### Défis
**1.** D'après l'entretien sur la pratique réflexive en éducation physique, qu'est-ce qui alimente la réflexion sur l'action ?
**2.** Poursuivez l'entretien sur la pratique réflexive en éducation physique à partir de sa dernière phrase.

### Texte fourni

* * * * *

La pratique réflexive en éducation physique.
Entretien avec Philippe Perrenoud

Notre métier, aventure ou routine ?

Propos recueillis par Nicola Bignasca et Marcel Favre

Mobile : Les enseignants d'EP et les entraîneurs sont des hommes et des femmes d'action. Comment leur expliquez-vous l'importance d'une réflexion ciblée sur leur pratique ?

Ph. Perrenoud : Même l'être le plus activiste se regarde de temps en temps agir et se pose des questions. Non pour " se prendre la tête ", tout simplement pour agir plus efficacement, judicieusement, économiquement. Les athlètes de haut niveau ne cessent de s'observer, de quêter le feed-back critique de leur coach, de travailler leurs gestes à partir de la vidéo. Pourquoi les enseignants n'en feraient-ils pas autant, eux donc l'activité est au moins aussi complexe et exigeante ?

La réflexion sur l'action n'est pas une fin en soi, elle est alimentée par la confrontation entre un projet et la résistance du réel. Le praticien réfléchit parce qu'il n'atteint pas son but ou 'est pas satisfait du niveau de son niveau de maîtrise. À tâches et compétences égales, le niveau d'aspiration fait la différence. C'est pourquoi les pratiques artistiques et sportives, qui poussent à se dépasser, à se renouveler, à repousser ses limites, sont plus propices à la pratique réflexive qu'une activité de routine. Il reste à savoir si l'on conçoit son métier d'enseignant comme une aventure ou une routine ! A l'intérieur du même métier, à conditions de travail comparables, la pratique réflexive est l'indice d'un rapport critique et exigeant à son travail. Au-delà du mandat !

 

Mobile : Qu'est-ce qui caractérise un bon praticien réflexif ?

Ph. Perrenoud : Il importe de dire d’abord qu’un bon praticien, dans n’importe quel domaine complexe, est inévitablement un praticien réflexif. Ce qui ne veut pas dire que tout praticien réflexif est ipso facto excellent. La capacité de réfléchir sur son action est une condition nécessaire, elle ne dispense pas d’acquérir des connaissances, des compétences, des habiletés.

Quant à savoir ce qui caractérise un " bon " praticien réflexif… Votre question suggère qu’il y en a de bons et de moins bons. Sans doute peut-on s’y prendre de façon plus ou moins convaincante. Un " bon " praticien réflexif dans l’analyse de ses actes et des contraintes de la situation, manifeste une grande perspicacité. Elle est liée à sa lucidité, à sa capacité d’auto-observation, mais aussi aux modèles " théoriques " qu’il mobilise pour comparer, expliquer, anticiper.

* * * * *

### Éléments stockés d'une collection
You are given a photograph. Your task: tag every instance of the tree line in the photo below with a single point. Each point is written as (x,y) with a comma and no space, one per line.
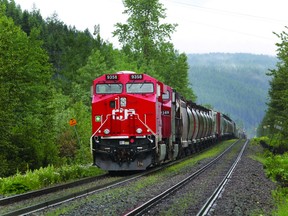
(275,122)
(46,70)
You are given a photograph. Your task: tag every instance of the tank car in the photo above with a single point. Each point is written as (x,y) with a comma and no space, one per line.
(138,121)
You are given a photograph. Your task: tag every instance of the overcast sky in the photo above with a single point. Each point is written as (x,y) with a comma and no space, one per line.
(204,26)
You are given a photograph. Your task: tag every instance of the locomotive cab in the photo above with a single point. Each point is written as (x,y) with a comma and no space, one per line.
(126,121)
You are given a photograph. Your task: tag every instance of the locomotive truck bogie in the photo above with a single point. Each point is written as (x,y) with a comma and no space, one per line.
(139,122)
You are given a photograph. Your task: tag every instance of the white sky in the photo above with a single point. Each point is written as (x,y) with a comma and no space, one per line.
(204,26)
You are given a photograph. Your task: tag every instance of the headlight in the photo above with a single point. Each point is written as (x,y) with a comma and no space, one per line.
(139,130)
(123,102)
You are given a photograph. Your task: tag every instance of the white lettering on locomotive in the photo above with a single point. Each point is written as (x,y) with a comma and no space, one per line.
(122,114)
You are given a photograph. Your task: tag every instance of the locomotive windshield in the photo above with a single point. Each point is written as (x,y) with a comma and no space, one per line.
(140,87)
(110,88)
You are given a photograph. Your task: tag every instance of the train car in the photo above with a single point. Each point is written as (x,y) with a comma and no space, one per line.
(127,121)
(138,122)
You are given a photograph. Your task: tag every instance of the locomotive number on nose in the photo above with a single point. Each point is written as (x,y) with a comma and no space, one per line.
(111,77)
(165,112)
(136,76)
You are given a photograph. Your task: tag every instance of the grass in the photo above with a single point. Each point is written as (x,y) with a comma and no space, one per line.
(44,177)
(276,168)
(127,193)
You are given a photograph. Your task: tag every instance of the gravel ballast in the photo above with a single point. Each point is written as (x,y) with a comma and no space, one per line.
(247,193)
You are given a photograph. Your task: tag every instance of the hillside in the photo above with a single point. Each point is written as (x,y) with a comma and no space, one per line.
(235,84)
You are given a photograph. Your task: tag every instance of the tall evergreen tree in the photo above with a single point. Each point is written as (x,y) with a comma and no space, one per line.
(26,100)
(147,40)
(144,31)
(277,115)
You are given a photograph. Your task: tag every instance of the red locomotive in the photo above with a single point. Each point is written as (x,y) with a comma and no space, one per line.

* * * * *

### Réponses par tâche
**1.** La confrontation entre un projet et la résistance du réel.

**2.**
Souvent, il s’agit de prendre conscience de postures, d’attitudes, de gestes qu’on n’adopte pas délibérément, qu’il faut mettre en mot, faire passer du " préréfléchi ", de l’inconscient pratique à la représentation expliciter. Sans pour autant rationaliser à l’excès ce qui ne peut pas l’être ! Un bon praticien réflexif sait qu'une partie de son action lui échappe, qu'il faut un travail de prise de conscience.

Un bon praticien réflexif se caractérise aussi par son courage, et un mélange d’humilité et d’orgueil. D’humilité, parce qu’il accepte de ne pas " se raconter des histoires ", de " voir les choses en face ", de reconnaître, au moins en son for intérieur, qu’il pourrait agir de façon plus sûre, adéquate, intelligente. D’orgueil, parce que cette lucidité même est une source de satisfaction professionnelle et d’estime de soi. Il faut donc une certaine passion, autant que possible assortie d’une bonne dose d’humour et d’autodérision !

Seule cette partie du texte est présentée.